Reproduce the data in its entirety, exactly as supplied.
● ● ● ● ●
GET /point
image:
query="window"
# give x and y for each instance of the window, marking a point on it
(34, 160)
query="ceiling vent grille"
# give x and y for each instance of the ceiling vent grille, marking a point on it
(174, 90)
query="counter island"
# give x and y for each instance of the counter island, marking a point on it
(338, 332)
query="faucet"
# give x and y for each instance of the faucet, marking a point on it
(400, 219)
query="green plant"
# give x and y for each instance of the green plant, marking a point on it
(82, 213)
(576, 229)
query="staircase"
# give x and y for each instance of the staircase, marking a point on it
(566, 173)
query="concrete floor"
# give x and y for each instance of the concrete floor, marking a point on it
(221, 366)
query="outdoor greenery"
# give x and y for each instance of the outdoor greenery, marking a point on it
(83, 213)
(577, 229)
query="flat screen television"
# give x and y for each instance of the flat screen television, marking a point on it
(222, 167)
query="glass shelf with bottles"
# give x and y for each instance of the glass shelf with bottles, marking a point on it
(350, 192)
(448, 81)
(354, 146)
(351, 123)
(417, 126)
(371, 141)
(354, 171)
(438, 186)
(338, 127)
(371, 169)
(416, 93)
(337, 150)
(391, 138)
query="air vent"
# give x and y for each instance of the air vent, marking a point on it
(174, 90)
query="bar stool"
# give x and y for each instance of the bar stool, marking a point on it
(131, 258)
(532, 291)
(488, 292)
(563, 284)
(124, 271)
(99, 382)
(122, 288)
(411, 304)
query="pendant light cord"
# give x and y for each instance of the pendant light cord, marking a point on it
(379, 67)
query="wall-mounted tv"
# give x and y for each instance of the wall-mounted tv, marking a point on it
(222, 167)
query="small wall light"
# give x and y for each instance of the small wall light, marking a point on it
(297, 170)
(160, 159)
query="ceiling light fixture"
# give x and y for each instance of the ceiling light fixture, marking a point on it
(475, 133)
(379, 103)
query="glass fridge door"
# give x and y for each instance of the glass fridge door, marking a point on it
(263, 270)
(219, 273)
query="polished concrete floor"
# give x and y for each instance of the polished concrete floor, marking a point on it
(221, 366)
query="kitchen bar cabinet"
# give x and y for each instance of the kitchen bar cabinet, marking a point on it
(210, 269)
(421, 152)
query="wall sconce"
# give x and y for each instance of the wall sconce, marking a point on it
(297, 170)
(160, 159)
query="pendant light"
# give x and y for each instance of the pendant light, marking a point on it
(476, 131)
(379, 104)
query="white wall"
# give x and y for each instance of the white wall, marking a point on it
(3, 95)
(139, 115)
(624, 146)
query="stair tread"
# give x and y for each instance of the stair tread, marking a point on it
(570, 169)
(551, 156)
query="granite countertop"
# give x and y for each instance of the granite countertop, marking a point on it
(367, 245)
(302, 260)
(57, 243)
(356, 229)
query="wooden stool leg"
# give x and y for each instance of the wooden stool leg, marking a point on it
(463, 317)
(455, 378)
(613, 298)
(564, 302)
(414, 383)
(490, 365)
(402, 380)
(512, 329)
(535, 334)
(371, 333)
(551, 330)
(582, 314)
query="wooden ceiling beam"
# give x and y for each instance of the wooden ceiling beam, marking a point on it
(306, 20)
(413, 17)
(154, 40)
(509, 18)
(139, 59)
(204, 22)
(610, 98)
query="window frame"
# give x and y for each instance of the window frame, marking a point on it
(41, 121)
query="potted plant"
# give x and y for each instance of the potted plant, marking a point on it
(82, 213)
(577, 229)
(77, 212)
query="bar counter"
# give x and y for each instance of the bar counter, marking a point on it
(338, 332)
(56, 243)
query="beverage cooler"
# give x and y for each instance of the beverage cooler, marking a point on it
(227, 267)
● ● ● ● ●
Final result:
GET /point
image:
query="window"
# give x and y for each instance of the window, marking a point on it
(34, 160)
query="ceiling vent grille"
# give x and y for each instance of the ceiling vent grille, marking a point on it
(174, 90)
query="counter island"
# give x and y for each instance of the counter island, marking a point on it
(338, 332)
query="faucet"
# give x and y for each instance of the faucet, marking a point on it
(400, 219)
query="green plant"
# give x and y for each instance of the green plant, marking a point on it
(82, 213)
(576, 229)
query="staircase"
# give x and y for each instance of the staircase, marking a point on it
(566, 173)
query="concrete floor"
# give x and y for each instance of the concrete floor, marking a point on it
(221, 366)
query="outdoor greenery"
# give x and y for each instance of the outdoor greenery, marking a point on it
(83, 213)
(577, 229)
query="flat screen television"
# give x and y for each instance of the flat screen television, marking a point on it
(222, 167)
query="glass shelf with bottles"
# give x and y for each instance of the glass shelf with bottles, marking a point on it
(350, 192)
(448, 81)
(354, 146)
(351, 123)
(417, 126)
(371, 141)
(354, 171)
(438, 186)
(338, 127)
(371, 169)
(416, 93)
(337, 150)
(391, 138)
query="air vent"
# give x and y for each instance of the air vent, marking a point on it
(174, 90)
query="bar stool"
# give x and y for each instance of the bar stool, marking a point on it
(131, 258)
(532, 291)
(488, 292)
(563, 284)
(124, 271)
(99, 382)
(122, 288)
(411, 304)
query="pendant light cord"
# give x and y for each instance of the pendant light cord, marking a point on it
(379, 67)
query="wall-mounted tv"
# give x and y for each instance of the wall-mounted tv, marking a point on it
(222, 167)
query="small wall light"
# give x and y for each instance of the small wall light, marking a point on it
(297, 170)
(160, 159)
query="ceiling light fixture"
# give x and y for each instance of the ceiling light fixture, marking a point on it
(475, 133)
(379, 103)
query="glass fridge door"
# give x and y for each instance of the glass fridge door, marking a point on it
(263, 270)
(219, 273)
query="polished concrete floor"
# give x and y for each instance of the polished concrete floor, marking a point on it
(221, 366)
query="kitchen bar cabinet"
# give x and y for each instance of the kitchen bar cabinet, marking a point on it
(210, 269)
(421, 152)
query="wall sconce"
# give x and y for each instance of the wall sconce, marking a point on it
(297, 170)
(160, 159)
query="pendant light"
# give x and y for each instance of the pendant light, marking a point on it
(476, 131)
(379, 104)
query="white wall"
# give x and y for each instance of the white wall, marking a point on it
(3, 95)
(139, 115)
(624, 146)
query="stair tread"
# give x and y for each instance of the stair tread, marking a point on it
(570, 169)
(551, 156)
query="granite countertop"
# give x and y for each instance of the granite countertop, marking a point on it
(367, 245)
(302, 260)
(57, 243)
(356, 229)
query="wooden stool leg"
# give x and y for each instance of the wooden stool leg, marking a point on it
(463, 317)
(455, 378)
(613, 298)
(564, 302)
(414, 383)
(490, 365)
(402, 380)
(512, 329)
(535, 334)
(371, 333)
(551, 330)
(582, 314)
query="wooden ceiling beam"
# give x and y for each instance of the wooden ceiling beam, marking a point on it
(306, 20)
(413, 17)
(154, 40)
(509, 18)
(139, 59)
(204, 22)
(610, 98)
query="window frame"
# give x and y for each instance of the window frame, marking a point on it
(41, 121)
query="potted plant"
# give x and y for each instance of the potted plant, marking a point on it
(82, 213)
(577, 229)
(77, 212)
query="bar counter"
# give x and y for each instance of the bar counter, marking a point on it
(338, 332)
(56, 243)
query="beverage cooler"
# give x and y for each instance of the beverage cooler, marking a point on it
(227, 267)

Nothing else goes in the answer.